Trecho do texto:
::::

O que é uma vergonha completa, nós, como humanos que somos e criados, preferimos gastar bilhões para habitar em meio a pedras e poeira, abandonando uma natureza exuberante que nos cerca. Mas que tanto nos incomoda, por certo.

Qualquer cachoeira em nosso interior, aqui muito próximo, é mais linda do que qualquer paisagem de Marte. Claro que precisamos respeitar gostos e escolhas.  Há candidatos para se mudar para lá e passear pelas suas ruas com trajes que os permitam respirar. E sem passagem de volta. Mais de 200 mil pessoas já se inscreveram. ¹

Fico imaginando estas mesmas 200 mil plantando um pé de angelim em alguma beira de estrada: o quanto não fariam diferença ao seu redor. E como vamos salvar o Planeta com tantos querendo ir embora? O que a nossa Terra tem de errado para ser hostilizada ou abandonada?  É ingratidão na veia ou mal da criação? ²

Temos tudo por aqui, desde sempre: ar fresco e puro, de graça, sol e sombra, ambos de graça, ventos e marés, tudo, sempre sem custar um vintém.  Mas parece não está bom. 

Algum tempo atrás li que uma senhora de Bento, indignada que estava, vociferava contra as mudanças climáticas. Isso porque o Rio das Antas teimava em sair do seu leito. E a culpa era de barragens imaginárias ao longo do rio.

_E tem gente que ainda acredita nisso? Gritava.

A história está mais contaminada por guerras ou destruição da natureza do que na construção de paciência, paz ou plantios. E isso reflete essa busca insana pelo desconhecido, pela aventura, por não estar ou sentir perfeição na beleza de nossa casa e na magnífica camada de ozônio que a protege, por exemplo.

::::

Dados extraídos:
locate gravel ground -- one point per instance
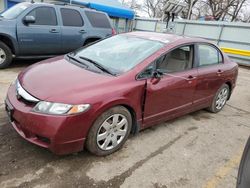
(197, 150)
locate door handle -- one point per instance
(54, 31)
(190, 78)
(219, 72)
(82, 31)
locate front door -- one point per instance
(42, 37)
(210, 74)
(173, 93)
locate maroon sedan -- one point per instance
(96, 96)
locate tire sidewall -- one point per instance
(8, 53)
(91, 142)
(213, 107)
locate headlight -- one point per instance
(59, 108)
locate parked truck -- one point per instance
(41, 30)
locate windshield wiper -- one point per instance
(74, 59)
(101, 67)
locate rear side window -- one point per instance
(71, 17)
(208, 55)
(98, 19)
(177, 60)
(44, 16)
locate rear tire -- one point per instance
(220, 99)
(110, 131)
(5, 56)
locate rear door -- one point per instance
(172, 94)
(73, 29)
(210, 73)
(42, 37)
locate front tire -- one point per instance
(110, 131)
(220, 99)
(5, 56)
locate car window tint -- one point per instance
(98, 19)
(71, 18)
(176, 60)
(208, 55)
(44, 16)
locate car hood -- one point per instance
(57, 80)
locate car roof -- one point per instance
(164, 37)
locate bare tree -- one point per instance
(153, 7)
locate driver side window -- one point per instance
(177, 60)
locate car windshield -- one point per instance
(120, 53)
(15, 11)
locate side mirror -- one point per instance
(158, 74)
(29, 19)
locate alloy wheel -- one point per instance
(221, 98)
(112, 131)
(2, 56)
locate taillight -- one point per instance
(113, 31)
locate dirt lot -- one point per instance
(198, 150)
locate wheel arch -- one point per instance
(230, 88)
(6, 39)
(132, 109)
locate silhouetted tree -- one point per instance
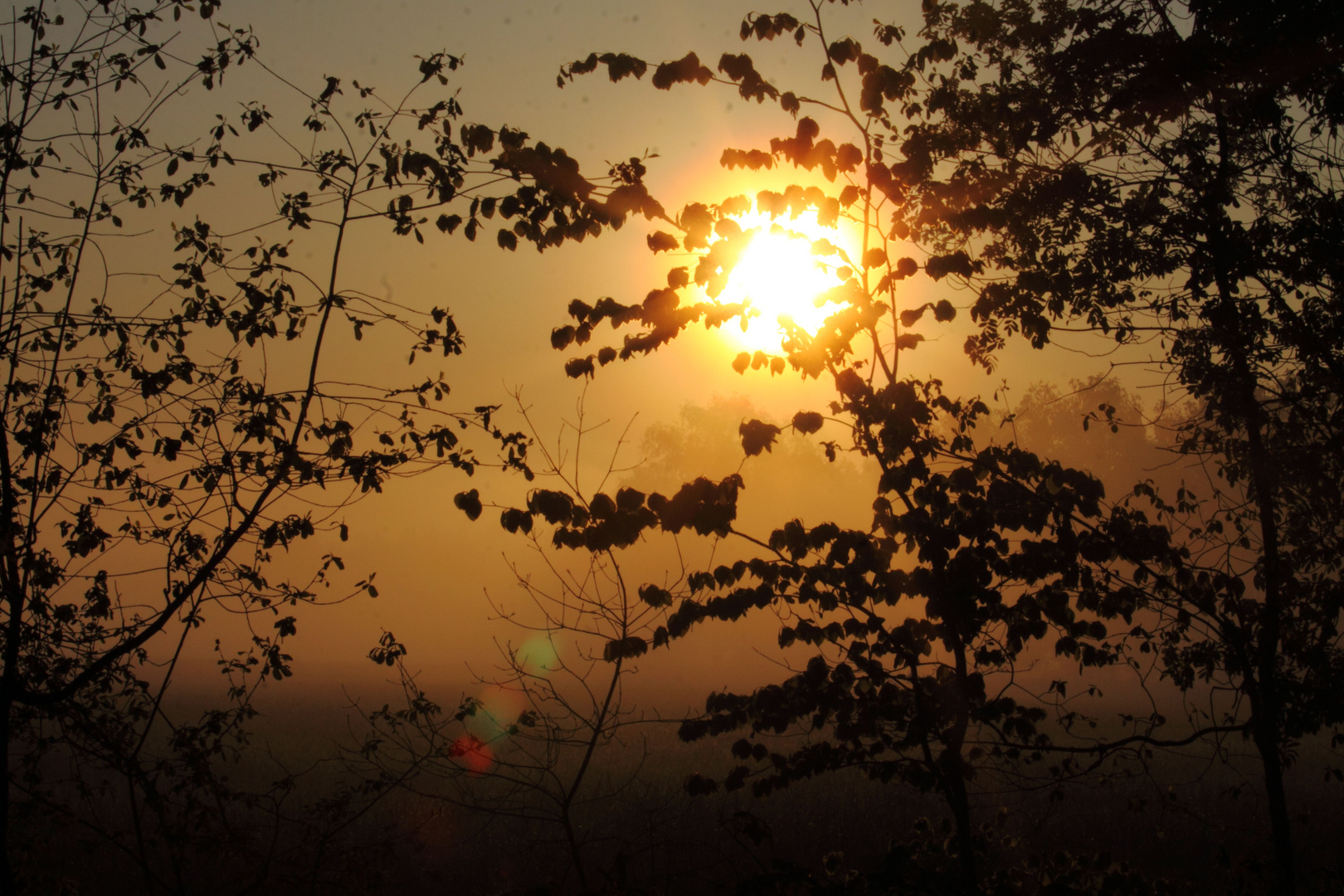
(164, 440)
(1153, 173)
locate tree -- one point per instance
(164, 446)
(1192, 151)
(1157, 175)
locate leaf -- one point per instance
(626, 649)
(757, 437)
(663, 242)
(940, 266)
(806, 422)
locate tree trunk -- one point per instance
(1281, 835)
(8, 884)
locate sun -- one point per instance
(782, 280)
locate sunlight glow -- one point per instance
(782, 280)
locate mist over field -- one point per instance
(577, 448)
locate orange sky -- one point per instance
(433, 566)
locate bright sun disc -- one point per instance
(782, 281)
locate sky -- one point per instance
(444, 581)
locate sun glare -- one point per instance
(782, 280)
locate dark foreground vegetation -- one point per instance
(1152, 182)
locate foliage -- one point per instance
(1155, 175)
(539, 742)
(168, 440)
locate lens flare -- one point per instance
(782, 275)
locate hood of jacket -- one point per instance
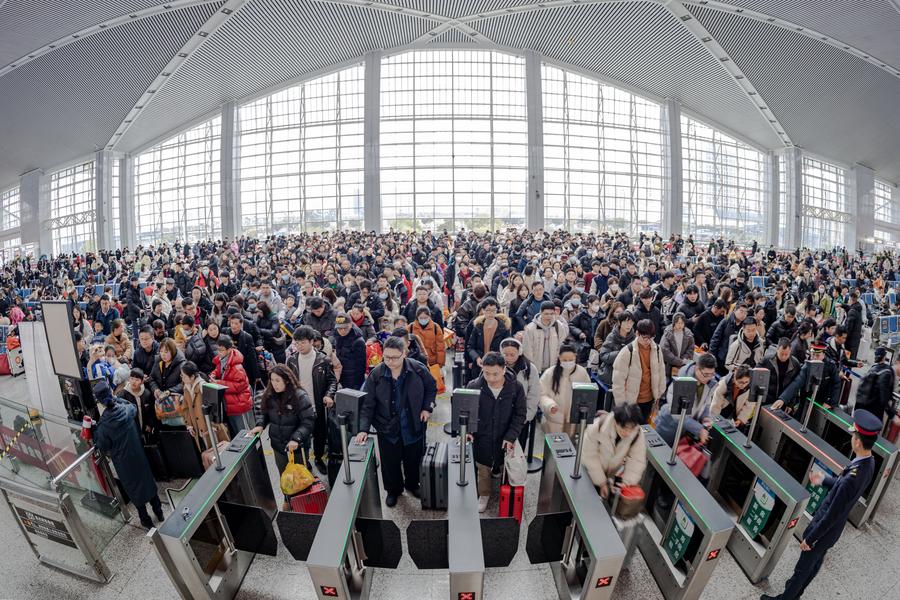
(479, 320)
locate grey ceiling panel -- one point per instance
(263, 44)
(456, 9)
(830, 102)
(68, 103)
(26, 25)
(870, 25)
(453, 36)
(643, 45)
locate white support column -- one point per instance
(103, 165)
(673, 205)
(231, 207)
(534, 109)
(794, 196)
(127, 223)
(861, 232)
(34, 199)
(372, 143)
(773, 187)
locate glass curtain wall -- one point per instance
(825, 208)
(176, 189)
(300, 157)
(9, 209)
(724, 185)
(454, 140)
(73, 211)
(603, 156)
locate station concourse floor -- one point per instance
(862, 565)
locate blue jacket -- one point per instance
(117, 435)
(844, 491)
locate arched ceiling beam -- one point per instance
(94, 29)
(709, 42)
(797, 28)
(192, 45)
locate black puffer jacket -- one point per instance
(167, 379)
(610, 349)
(293, 420)
(499, 419)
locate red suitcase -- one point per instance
(311, 501)
(512, 499)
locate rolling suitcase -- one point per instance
(433, 477)
(310, 501)
(512, 500)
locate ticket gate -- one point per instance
(764, 500)
(209, 541)
(684, 530)
(464, 542)
(573, 530)
(799, 451)
(344, 545)
(834, 427)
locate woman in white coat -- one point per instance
(556, 391)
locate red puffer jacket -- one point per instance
(238, 399)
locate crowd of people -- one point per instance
(285, 322)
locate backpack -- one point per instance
(867, 387)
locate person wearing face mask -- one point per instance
(614, 449)
(583, 325)
(556, 391)
(431, 335)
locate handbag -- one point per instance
(435, 371)
(692, 455)
(296, 477)
(516, 466)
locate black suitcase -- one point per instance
(433, 476)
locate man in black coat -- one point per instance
(501, 415)
(854, 325)
(721, 339)
(400, 396)
(844, 491)
(244, 343)
(315, 372)
(786, 326)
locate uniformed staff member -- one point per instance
(844, 491)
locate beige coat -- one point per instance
(627, 373)
(603, 457)
(743, 408)
(562, 399)
(534, 338)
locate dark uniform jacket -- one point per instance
(843, 493)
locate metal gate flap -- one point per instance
(381, 541)
(297, 531)
(545, 537)
(499, 541)
(426, 542)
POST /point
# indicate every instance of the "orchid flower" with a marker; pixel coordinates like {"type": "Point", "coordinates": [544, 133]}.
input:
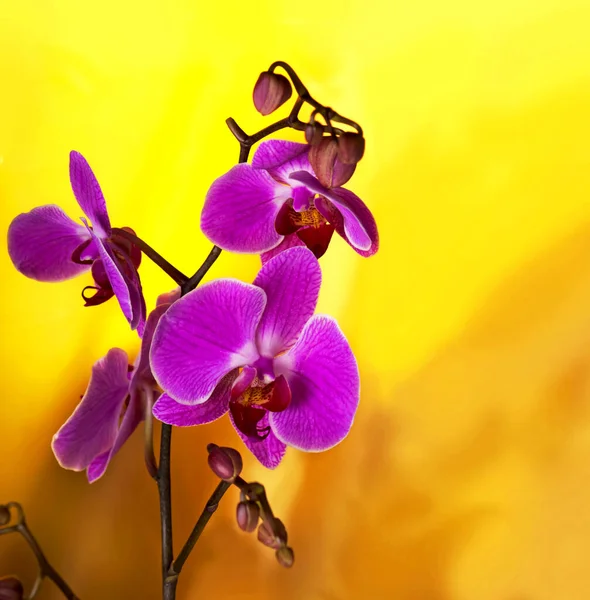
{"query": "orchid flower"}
{"type": "Point", "coordinates": [277, 202]}
{"type": "Point", "coordinates": [116, 401]}
{"type": "Point", "coordinates": [286, 377]}
{"type": "Point", "coordinates": [46, 245]}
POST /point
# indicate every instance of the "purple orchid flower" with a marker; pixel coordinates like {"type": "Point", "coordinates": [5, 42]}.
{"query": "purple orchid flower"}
{"type": "Point", "coordinates": [116, 401]}
{"type": "Point", "coordinates": [46, 245]}
{"type": "Point", "coordinates": [277, 202]}
{"type": "Point", "coordinates": [286, 377]}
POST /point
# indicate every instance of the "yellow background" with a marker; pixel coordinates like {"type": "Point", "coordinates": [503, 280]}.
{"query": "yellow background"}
{"type": "Point", "coordinates": [467, 473]}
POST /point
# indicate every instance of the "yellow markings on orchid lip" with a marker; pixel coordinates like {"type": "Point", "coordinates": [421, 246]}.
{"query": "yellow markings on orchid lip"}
{"type": "Point", "coordinates": [306, 218]}
{"type": "Point", "coordinates": [256, 394]}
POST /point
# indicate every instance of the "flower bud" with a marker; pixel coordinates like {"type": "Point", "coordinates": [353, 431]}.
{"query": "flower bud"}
{"type": "Point", "coordinates": [351, 147]}
{"type": "Point", "coordinates": [11, 589]}
{"type": "Point", "coordinates": [271, 90]}
{"type": "Point", "coordinates": [270, 539]}
{"type": "Point", "coordinates": [314, 133]}
{"type": "Point", "coordinates": [247, 515]}
{"type": "Point", "coordinates": [285, 556]}
{"type": "Point", "coordinates": [226, 463]}
{"type": "Point", "coordinates": [4, 515]}
{"type": "Point", "coordinates": [327, 166]}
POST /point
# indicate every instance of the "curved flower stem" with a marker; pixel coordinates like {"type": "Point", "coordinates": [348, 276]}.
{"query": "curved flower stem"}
{"type": "Point", "coordinates": [168, 268]}
{"type": "Point", "coordinates": [207, 513]}
{"type": "Point", "coordinates": [191, 283]}
{"type": "Point", "coordinates": [45, 567]}
{"type": "Point", "coordinates": [170, 569]}
{"type": "Point", "coordinates": [148, 435]}
{"type": "Point", "coordinates": [164, 489]}
{"type": "Point", "coordinates": [328, 113]}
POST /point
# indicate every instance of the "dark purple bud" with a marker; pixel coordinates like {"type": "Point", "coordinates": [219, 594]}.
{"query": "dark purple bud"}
{"type": "Point", "coordinates": [271, 90]}
{"type": "Point", "coordinates": [272, 539]}
{"type": "Point", "coordinates": [327, 166]}
{"type": "Point", "coordinates": [351, 147]}
{"type": "Point", "coordinates": [11, 589]}
{"type": "Point", "coordinates": [226, 463]}
{"type": "Point", "coordinates": [285, 556]}
{"type": "Point", "coordinates": [248, 514]}
{"type": "Point", "coordinates": [314, 133]}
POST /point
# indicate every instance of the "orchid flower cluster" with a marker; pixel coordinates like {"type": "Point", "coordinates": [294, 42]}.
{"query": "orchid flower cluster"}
{"type": "Point", "coordinates": [253, 350]}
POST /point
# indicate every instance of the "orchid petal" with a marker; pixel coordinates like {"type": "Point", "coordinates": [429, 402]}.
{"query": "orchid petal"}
{"type": "Point", "coordinates": [290, 241]}
{"type": "Point", "coordinates": [291, 282]}
{"type": "Point", "coordinates": [272, 154]}
{"type": "Point", "coordinates": [269, 451]}
{"type": "Point", "coordinates": [142, 372]}
{"type": "Point", "coordinates": [281, 158]}
{"type": "Point", "coordinates": [346, 203]}
{"type": "Point", "coordinates": [359, 227]}
{"type": "Point", "coordinates": [240, 210]}
{"type": "Point", "coordinates": [323, 376]}
{"type": "Point", "coordinates": [89, 195]}
{"type": "Point", "coordinates": [126, 288]}
{"type": "Point", "coordinates": [134, 414]}
{"type": "Point", "coordinates": [171, 412]}
{"type": "Point", "coordinates": [41, 244]}
{"type": "Point", "coordinates": [92, 427]}
{"type": "Point", "coordinates": [243, 381]}
{"type": "Point", "coordinates": [205, 335]}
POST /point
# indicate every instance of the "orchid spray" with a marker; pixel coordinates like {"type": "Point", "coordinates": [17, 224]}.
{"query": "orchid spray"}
{"type": "Point", "coordinates": [255, 351]}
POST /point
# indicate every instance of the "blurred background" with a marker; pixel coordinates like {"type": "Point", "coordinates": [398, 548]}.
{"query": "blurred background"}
{"type": "Point", "coordinates": [467, 473]}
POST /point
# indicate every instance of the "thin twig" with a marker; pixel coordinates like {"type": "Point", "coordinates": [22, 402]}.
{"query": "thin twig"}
{"type": "Point", "coordinates": [156, 257]}
{"type": "Point", "coordinates": [45, 567]}
{"type": "Point", "coordinates": [207, 513]}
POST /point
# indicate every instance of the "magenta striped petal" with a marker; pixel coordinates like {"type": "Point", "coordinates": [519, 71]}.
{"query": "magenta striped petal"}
{"type": "Point", "coordinates": [281, 158]}
{"type": "Point", "coordinates": [358, 227]}
{"type": "Point", "coordinates": [89, 195]}
{"type": "Point", "coordinates": [92, 428]}
{"type": "Point", "coordinates": [323, 376]}
{"type": "Point", "coordinates": [291, 282]}
{"type": "Point", "coordinates": [125, 283]}
{"type": "Point", "coordinates": [269, 451]}
{"type": "Point", "coordinates": [41, 244]}
{"type": "Point", "coordinates": [205, 335]}
{"type": "Point", "coordinates": [290, 241]}
{"type": "Point", "coordinates": [134, 414]}
{"type": "Point", "coordinates": [240, 210]}
{"type": "Point", "coordinates": [171, 412]}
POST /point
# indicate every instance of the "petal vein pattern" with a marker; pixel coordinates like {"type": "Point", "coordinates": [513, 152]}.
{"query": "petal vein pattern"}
{"type": "Point", "coordinates": [203, 336]}
{"type": "Point", "coordinates": [323, 376]}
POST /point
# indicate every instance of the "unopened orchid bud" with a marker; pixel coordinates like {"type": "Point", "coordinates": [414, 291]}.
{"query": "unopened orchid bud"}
{"type": "Point", "coordinates": [271, 90]}
{"type": "Point", "coordinates": [226, 463]}
{"type": "Point", "coordinates": [351, 147]}
{"type": "Point", "coordinates": [248, 514]}
{"type": "Point", "coordinates": [329, 169]}
{"type": "Point", "coordinates": [11, 589]}
{"type": "Point", "coordinates": [268, 538]}
{"type": "Point", "coordinates": [314, 133]}
{"type": "Point", "coordinates": [285, 556]}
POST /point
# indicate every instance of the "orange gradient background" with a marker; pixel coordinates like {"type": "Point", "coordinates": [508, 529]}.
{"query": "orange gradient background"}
{"type": "Point", "coordinates": [467, 473]}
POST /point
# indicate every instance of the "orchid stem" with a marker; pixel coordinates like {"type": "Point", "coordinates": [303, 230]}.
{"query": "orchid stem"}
{"type": "Point", "coordinates": [207, 513]}
{"type": "Point", "coordinates": [164, 489]}
{"type": "Point", "coordinates": [193, 282]}
{"type": "Point", "coordinates": [170, 568]}
{"type": "Point", "coordinates": [45, 567]}
{"type": "Point", "coordinates": [179, 277]}
{"type": "Point", "coordinates": [148, 438]}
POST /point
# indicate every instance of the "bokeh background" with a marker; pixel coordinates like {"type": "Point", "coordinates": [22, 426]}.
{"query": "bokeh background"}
{"type": "Point", "coordinates": [467, 473]}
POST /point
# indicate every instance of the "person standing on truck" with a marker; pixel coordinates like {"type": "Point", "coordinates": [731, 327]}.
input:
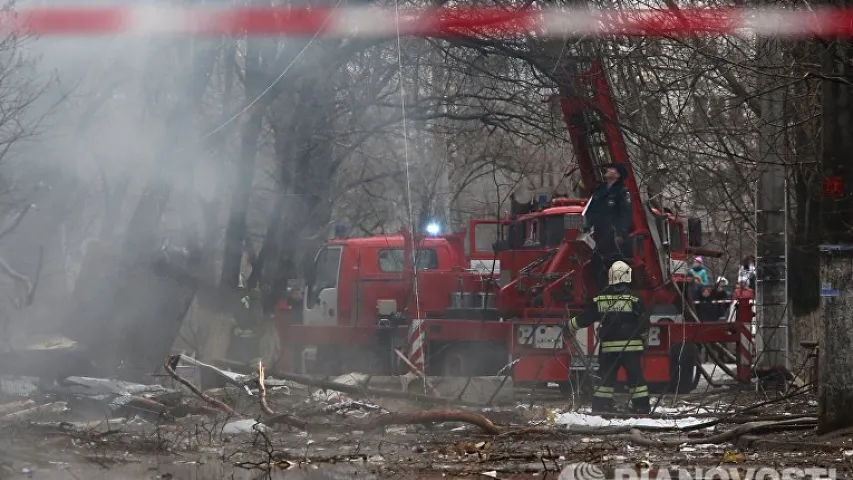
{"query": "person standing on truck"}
{"type": "Point", "coordinates": [610, 216]}
{"type": "Point", "coordinates": [624, 327]}
{"type": "Point", "coordinates": [746, 272]}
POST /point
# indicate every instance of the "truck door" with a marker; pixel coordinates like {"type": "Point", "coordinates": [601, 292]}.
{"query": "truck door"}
{"type": "Point", "coordinates": [321, 295]}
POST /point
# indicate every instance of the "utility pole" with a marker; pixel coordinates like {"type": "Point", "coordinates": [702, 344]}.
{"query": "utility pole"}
{"type": "Point", "coordinates": [836, 221]}
{"type": "Point", "coordinates": [771, 219]}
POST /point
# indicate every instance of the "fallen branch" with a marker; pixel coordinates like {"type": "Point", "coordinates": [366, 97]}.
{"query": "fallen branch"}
{"type": "Point", "coordinates": [364, 392]}
{"type": "Point", "coordinates": [419, 418]}
{"type": "Point", "coordinates": [637, 437]}
{"type": "Point", "coordinates": [170, 365]}
{"type": "Point", "coordinates": [417, 372]}
{"type": "Point", "coordinates": [262, 390]}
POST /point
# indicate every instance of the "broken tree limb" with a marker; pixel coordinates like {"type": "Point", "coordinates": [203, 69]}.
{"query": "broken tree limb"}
{"type": "Point", "coordinates": [417, 372]}
{"type": "Point", "coordinates": [29, 285]}
{"type": "Point", "coordinates": [170, 365]}
{"type": "Point", "coordinates": [262, 391]}
{"type": "Point", "coordinates": [637, 437]}
{"type": "Point", "coordinates": [456, 416]}
{"type": "Point", "coordinates": [363, 392]}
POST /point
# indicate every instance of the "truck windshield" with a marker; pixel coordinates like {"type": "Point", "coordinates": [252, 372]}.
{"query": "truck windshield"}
{"type": "Point", "coordinates": [485, 236]}
{"type": "Point", "coordinates": [326, 268]}
{"type": "Point", "coordinates": [391, 259]}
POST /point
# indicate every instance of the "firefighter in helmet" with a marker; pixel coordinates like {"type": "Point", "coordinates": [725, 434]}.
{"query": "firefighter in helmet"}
{"type": "Point", "coordinates": [610, 216]}
{"type": "Point", "coordinates": [624, 326]}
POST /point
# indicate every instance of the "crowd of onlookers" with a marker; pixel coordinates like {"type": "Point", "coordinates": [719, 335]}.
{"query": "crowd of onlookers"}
{"type": "Point", "coordinates": [712, 300]}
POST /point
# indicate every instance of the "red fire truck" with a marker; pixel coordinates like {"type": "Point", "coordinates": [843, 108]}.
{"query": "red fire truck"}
{"type": "Point", "coordinates": [493, 299]}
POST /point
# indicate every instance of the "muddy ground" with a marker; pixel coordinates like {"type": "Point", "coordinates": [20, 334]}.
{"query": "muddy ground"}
{"type": "Point", "coordinates": [58, 445]}
{"type": "Point", "coordinates": [89, 428]}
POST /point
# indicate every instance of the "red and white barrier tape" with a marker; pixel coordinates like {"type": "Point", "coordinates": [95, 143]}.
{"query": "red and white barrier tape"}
{"type": "Point", "coordinates": [378, 22]}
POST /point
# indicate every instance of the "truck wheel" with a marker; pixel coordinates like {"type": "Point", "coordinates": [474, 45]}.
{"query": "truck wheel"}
{"type": "Point", "coordinates": [683, 359]}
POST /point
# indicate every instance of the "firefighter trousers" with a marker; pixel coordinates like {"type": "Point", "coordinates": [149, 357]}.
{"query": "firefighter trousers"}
{"type": "Point", "coordinates": [628, 354]}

::::

Tarefa proposta A: Diga se cada afirmação abaixo concorda com o trecho sobre Marte e responda sim ou não, citando literalmente as palavras decisivas do trecho: (i) mais de 200 mil pessoas já se inscreveram para se mudar para Marte; (ii) a senhora de Bento atribuía a culpa a barragens reais ao longo do Rio das Antas; (iii) o ar fresco e puro é descrito como gratuito.
Tarefa proposta B: Enumere tudo o que o trecho sobre Marte apresenta como disponível sem custo na frase iniciada por “Temos tudo por aqui”.

Resposta escrita A:
(i) Sim: “Mais de 200 mil pessoas já se inscreveram.”
(ii) Não: “E a culpa era de barragens imaginárias ao longo do rio.”
(iii) Sim: “ar fresco e puro, de graça”

Resposta escrita B:
- ar fresco e puro
- sol
- sombra
- ventos
- marés